## Given instruction A
List every person named in the text about Benny Andersen's poetry.

The Danish poet Benny Andersen is enjoying great success with his latest collection of poems. His colleague Per Højholt has been invited to introduce it.

A few years ago, three authors were invited by the The Danish State Art Foundation to read from their works in the Ålborg Museum of Art. They were Benny Andersen, Jørgen Gustava Brandt and myself. We foregathered at my home, partly because that was the most convenient place, and partly for the sake of the cosy surroundings. While we were sitting in the living room, where there was a piano, Benny sat down and did a splendid and lengthy blues improvisation in which he referred to all those present, including children, dogs and cats. It was done with supreme skill, and his host kept glancing at the tape-recorder, but not daring to switch it on. When Benny finished, there was a pause, long and pregnant, but then it came: Benny had left himself out, and there was nothing for it but to turn that omission into a virtue: Why have I forgotten myself? I'm always forgetting myself. And so he went on, producing an elegy so screamingly funny and so apt that it hurt at the same time. At least, I have never forgotten it.

Presence felt
Benny Andersen is not easily overlooked. His presence is felt. But who is he, really? There are plenty of people who think they know, but he himself knows better. Admittedly, many of his poems contain an "I", who takes the floor on behalf of the reader. But Benny Andersen has invented that "I", and he is not identical to it. The complex question is: In what way is Benny Andersen someone else? This game of hide and seek with identity, his own identity, is Benny Andersen´s most essential motif, his deepest concern. The riddle is obvious, the solution impossible: Who am I?
    Anyone who suddenly has himself brought to mind will relapse into thought. And when a poet becomes lost in thought, he is not so intent on achieving a result as certain other people; all what fascinates him is really the mode of the thought rather than its result, if indeed a result is even conceivable.
    It might otherwise be felt that with Benny Andersen´s age and maturity, he ought to have found himself long ago. In the deepest sense of the expression, he has not. But he has discovered a mode, a manner, of dealing with fact, so that it is both entertaining and amusing and at the same time intensely serious. And with the passing years Benny´s manner has become clearer and clearer, more and more elaborated, so that the depths now really resound beneath him. And they are seen in full flower in Denne kommen og gåen (1993) (All this Coming and Going).

## Input
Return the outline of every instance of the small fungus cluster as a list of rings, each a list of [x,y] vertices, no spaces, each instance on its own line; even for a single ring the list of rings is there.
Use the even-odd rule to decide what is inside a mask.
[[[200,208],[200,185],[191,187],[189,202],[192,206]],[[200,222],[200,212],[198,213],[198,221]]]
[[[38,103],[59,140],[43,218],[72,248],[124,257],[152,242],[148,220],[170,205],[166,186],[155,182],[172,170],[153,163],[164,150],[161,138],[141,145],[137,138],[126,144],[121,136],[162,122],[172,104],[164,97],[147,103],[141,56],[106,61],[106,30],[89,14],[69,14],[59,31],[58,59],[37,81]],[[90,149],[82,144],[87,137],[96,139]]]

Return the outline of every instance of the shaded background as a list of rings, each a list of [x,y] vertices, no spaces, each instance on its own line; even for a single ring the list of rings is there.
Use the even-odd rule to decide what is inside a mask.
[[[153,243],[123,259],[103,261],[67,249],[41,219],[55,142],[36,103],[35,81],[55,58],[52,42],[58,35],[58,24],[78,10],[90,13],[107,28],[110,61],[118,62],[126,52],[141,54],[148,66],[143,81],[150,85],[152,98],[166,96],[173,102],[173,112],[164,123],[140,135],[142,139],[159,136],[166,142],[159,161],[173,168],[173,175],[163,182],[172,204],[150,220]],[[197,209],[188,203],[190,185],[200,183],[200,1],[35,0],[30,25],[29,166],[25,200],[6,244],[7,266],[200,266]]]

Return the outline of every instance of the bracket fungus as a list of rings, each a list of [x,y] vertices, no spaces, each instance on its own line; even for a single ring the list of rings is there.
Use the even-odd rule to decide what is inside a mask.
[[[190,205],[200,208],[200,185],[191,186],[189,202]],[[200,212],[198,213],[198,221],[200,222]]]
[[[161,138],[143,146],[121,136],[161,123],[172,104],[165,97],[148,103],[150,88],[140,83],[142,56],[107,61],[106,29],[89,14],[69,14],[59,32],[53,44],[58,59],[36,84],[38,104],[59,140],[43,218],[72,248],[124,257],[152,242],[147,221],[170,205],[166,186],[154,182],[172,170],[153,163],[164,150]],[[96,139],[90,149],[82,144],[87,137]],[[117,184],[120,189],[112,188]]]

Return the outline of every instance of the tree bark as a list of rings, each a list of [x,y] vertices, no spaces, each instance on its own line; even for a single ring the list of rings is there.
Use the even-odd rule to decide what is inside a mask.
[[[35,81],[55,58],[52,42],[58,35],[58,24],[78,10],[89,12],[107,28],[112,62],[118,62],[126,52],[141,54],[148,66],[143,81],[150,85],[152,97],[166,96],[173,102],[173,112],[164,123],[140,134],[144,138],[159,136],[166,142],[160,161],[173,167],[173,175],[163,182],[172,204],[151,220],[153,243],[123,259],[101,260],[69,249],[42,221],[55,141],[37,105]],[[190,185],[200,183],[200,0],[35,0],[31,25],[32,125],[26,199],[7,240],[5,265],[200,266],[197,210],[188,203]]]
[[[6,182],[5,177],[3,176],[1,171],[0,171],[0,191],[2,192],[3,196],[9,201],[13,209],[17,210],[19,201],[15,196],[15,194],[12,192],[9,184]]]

## Given instruction B
Reproduce word for word the part of the listing that runs from the line containing "Return the outline of every instance of the bracket" through the last line of the listing, including both.

## Finished answer A
Benny Andersen
Per Højholt
Jørgen Gustava Brandt

## Finished answer B
Return the outline of every instance of the bracket fungus as a list of rings, each a list of [x,y] vertices, no spaces, each instance on its own line; even for a single ring the list of rings is there.
Use the even-odd rule to decide what is inside a mask.
[[[190,205],[200,208],[200,185],[191,186],[189,202]],[[200,212],[198,213],[198,221],[200,222]]]
[[[161,138],[143,146],[121,136],[161,123],[172,104],[165,97],[148,103],[150,88],[140,83],[142,56],[107,61],[106,29],[89,14],[69,14],[59,32],[53,44],[58,59],[36,84],[38,104],[59,140],[43,218],[72,248],[124,257],[152,242],[147,221],[170,205],[166,186],[154,182],[172,170],[153,163],[164,150]],[[96,139],[90,149],[82,144],[87,137]],[[117,184],[120,189],[112,188]]]

Return the outline of every instance of the tree bark as a list of rings, each a list of [x,y] vertices, no spaces, each instance on its own line; even for a single ring the list of rings is there.
Use the even-odd rule to decide what is inside a mask.
[[[35,81],[55,58],[52,42],[58,35],[58,24],[78,10],[89,12],[107,28],[112,62],[118,62],[126,52],[141,54],[148,66],[143,81],[150,85],[152,97],[166,96],[173,102],[173,112],[164,123],[140,134],[144,138],[159,136],[166,142],[160,161],[173,167],[173,175],[163,182],[172,204],[151,220],[153,243],[123,259],[101,260],[69,249],[42,221],[55,141],[37,105]],[[190,185],[200,183],[200,0],[35,0],[31,25],[32,125],[26,199],[7,240],[5,265],[200,266],[197,210],[188,203]]]
[[[6,182],[5,177],[3,176],[1,171],[0,171],[0,191],[2,192],[3,196],[9,201],[13,209],[17,210],[19,201],[15,196],[15,194],[12,192],[9,184]]]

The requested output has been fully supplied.